Written request — Update the data below so that each occurrence of "pointer" reads "locator", with every other line left the same.

Provided data —

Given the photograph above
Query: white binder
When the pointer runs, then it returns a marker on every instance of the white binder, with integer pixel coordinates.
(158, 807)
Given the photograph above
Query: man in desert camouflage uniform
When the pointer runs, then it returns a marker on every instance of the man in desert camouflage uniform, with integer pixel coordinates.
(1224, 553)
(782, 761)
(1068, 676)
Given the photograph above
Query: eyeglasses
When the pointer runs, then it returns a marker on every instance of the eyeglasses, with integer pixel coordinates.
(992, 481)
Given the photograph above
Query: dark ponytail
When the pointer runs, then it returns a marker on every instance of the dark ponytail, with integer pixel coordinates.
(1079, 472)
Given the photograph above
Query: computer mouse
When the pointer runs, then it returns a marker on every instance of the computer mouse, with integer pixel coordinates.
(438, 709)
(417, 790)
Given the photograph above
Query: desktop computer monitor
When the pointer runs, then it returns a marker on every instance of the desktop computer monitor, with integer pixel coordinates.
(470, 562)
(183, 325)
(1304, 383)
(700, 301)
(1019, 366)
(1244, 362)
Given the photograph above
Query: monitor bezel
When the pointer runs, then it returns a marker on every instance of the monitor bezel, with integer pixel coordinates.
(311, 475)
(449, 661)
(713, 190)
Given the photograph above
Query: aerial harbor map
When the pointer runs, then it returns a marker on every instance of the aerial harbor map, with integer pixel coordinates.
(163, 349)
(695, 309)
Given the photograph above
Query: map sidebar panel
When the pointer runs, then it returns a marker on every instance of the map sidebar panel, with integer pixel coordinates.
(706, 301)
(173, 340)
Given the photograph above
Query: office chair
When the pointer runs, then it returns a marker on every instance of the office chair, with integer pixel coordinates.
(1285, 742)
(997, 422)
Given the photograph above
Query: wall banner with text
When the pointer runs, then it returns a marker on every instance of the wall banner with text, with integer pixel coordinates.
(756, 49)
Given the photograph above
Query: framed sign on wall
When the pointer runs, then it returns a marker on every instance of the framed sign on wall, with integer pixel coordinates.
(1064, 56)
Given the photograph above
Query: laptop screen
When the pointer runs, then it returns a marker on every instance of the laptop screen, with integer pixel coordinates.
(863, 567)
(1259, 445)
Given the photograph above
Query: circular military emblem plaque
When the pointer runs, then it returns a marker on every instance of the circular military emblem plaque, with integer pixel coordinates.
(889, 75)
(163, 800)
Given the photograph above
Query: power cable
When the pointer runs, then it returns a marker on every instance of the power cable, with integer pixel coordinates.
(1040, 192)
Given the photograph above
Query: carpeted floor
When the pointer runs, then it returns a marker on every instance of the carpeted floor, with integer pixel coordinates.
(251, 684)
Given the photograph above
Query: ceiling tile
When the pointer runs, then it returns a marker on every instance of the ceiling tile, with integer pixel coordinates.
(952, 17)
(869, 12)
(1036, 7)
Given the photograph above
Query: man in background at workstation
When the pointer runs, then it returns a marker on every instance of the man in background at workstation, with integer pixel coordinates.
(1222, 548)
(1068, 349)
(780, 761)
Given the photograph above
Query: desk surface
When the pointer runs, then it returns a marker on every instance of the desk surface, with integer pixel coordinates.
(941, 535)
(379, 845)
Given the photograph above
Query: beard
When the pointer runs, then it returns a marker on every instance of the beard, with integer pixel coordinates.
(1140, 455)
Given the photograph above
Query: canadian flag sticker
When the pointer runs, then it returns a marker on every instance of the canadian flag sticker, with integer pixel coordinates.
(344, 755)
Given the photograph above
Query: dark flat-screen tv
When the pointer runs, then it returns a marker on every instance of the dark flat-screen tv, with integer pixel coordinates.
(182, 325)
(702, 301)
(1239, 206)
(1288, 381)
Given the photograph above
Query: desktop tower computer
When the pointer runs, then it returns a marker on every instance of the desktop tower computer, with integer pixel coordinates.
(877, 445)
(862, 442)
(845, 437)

The solution —
Given the photograph above
Query: white binder
When the locator runs, then it returns a marker on every instance of the white binder, with integer pixel coordinates.
(158, 807)
Given the photograph above
Query: man in desert camouflage uniform
When the locator runs, then it returns a marker on every instance of the man in desert camouflage uniform, with integer pixel coordinates.
(1224, 553)
(782, 761)
(1068, 676)
Given the photograph above
Query: eyeglasses
When the locator runs, then it returns a marker on every instance of the eyeglasses, with integer pixel coordinates.
(992, 481)
Given the photograph above
Query: dark ponytail
When the locator runs, then it returns a marker on every instance of the dark ponytail, with integer pixel coordinates.
(1079, 472)
Given the photograph above
Query: computer mouse
When the locator runs, then it returns a marker on every instance of the computer mouse, with integer pixel coordinates.
(438, 709)
(417, 790)
Given the photograph above
Query: desktop computer monitor
When the locator runs, then it returns a marker on every instance of the desktop computer monitor, with integer pixel coordinates.
(470, 562)
(183, 325)
(1304, 383)
(700, 301)
(1019, 366)
(1244, 362)
Given the photograph above
Query: monitor bezel
When the locator runs, then it returns a marker on every instance of the monitor bezel, with integer pixel coordinates.
(311, 475)
(449, 661)
(713, 190)
Given the photograph above
Query: aerial harbor map
When the locator runs, then it returns a marker on every instance of the aerial harbor map, with integer pixel coordinates.
(163, 349)
(695, 309)
Given the photograph above
Query: map sidebar panel
When the locator runs, then it returns a marker on every instance of the map sidebar panel, with integer pixel coordinates.
(706, 301)
(173, 340)
Given the photograph above
Query: office chair
When the locator runs, then it returns a marker on every instance of the office chair, with integer pixel coordinates.
(1285, 742)
(997, 422)
Given the photograph above
Query: wall banner with text
When the locator runs, then it returns a marker on every instance of the wall banner with text, with integer pixel coordinates.
(756, 49)
Given the photograph above
Query: framed sign on wall
When the locator runs, then it returns a marker on every instance of the framed sign on wall, with integer pixel coordinates.
(1064, 56)
Given the photograph above
Query: laptop screen
When the locator runs, then it returns a marker on every instance of the laptop screen, with integer pixel coordinates.
(863, 567)
(1259, 445)
Given the photograph above
Query: circular military emblem plaque
When the locator runs, then it returns a marker on every instance of the circular military emblem plaque, with integer pixel coordinates.
(889, 75)
(163, 800)
Given the photograph above
Query: power cable
When the locator runs, then it returns a marker on every instance of the power cable, with integer pixel coordinates.
(1040, 192)
Given the photograph above
Query: carpeted floor
When the locator runs, then it returns a marker on every instance of the carpeted floor, with integer pixel coordinates.
(251, 684)
Given the photograph above
Query: ceiling tile
When the locator runs, then it returns a marker on every instance of the ceiling tile, with integer pixel coordinates.
(952, 17)
(869, 12)
(1036, 7)
Given the photograph above
Query: man in background at workstation
When the locator runs, then it returns a marker on every instance of the man in background at workstation, with integer pixel coordinates.
(1222, 548)
(1068, 349)
(780, 761)
Given the photograph above
Query: desk surface
When the locator runs, then it returns a marker on every instance of the desk surface, with integer pixel coordinates.
(941, 535)
(379, 845)
Given the photograph above
Query: beard
When the locator runs, then it returns a marker on every instance of the beard, with integer pixel coordinates.
(1140, 455)
Given the photograph above
Query: canadian flag sticker
When the locator runs, then it returns a marker on every instance of the canadian flag sticker, with integer pixel coordinates.
(344, 755)
Given the photograph above
Query: dark flat-screen tv
When the locator runs, then it returns a marker on every instance of the dark flat-screen tv, with integer pixel coordinates.
(182, 325)
(702, 301)
(1239, 206)
(1288, 381)
Given the photograph above
Query: desktop tower computer
When the locator runs, then it returns a marker on every instance of the desktop tower computer, with integer pixel coordinates.
(877, 445)
(862, 442)
(845, 437)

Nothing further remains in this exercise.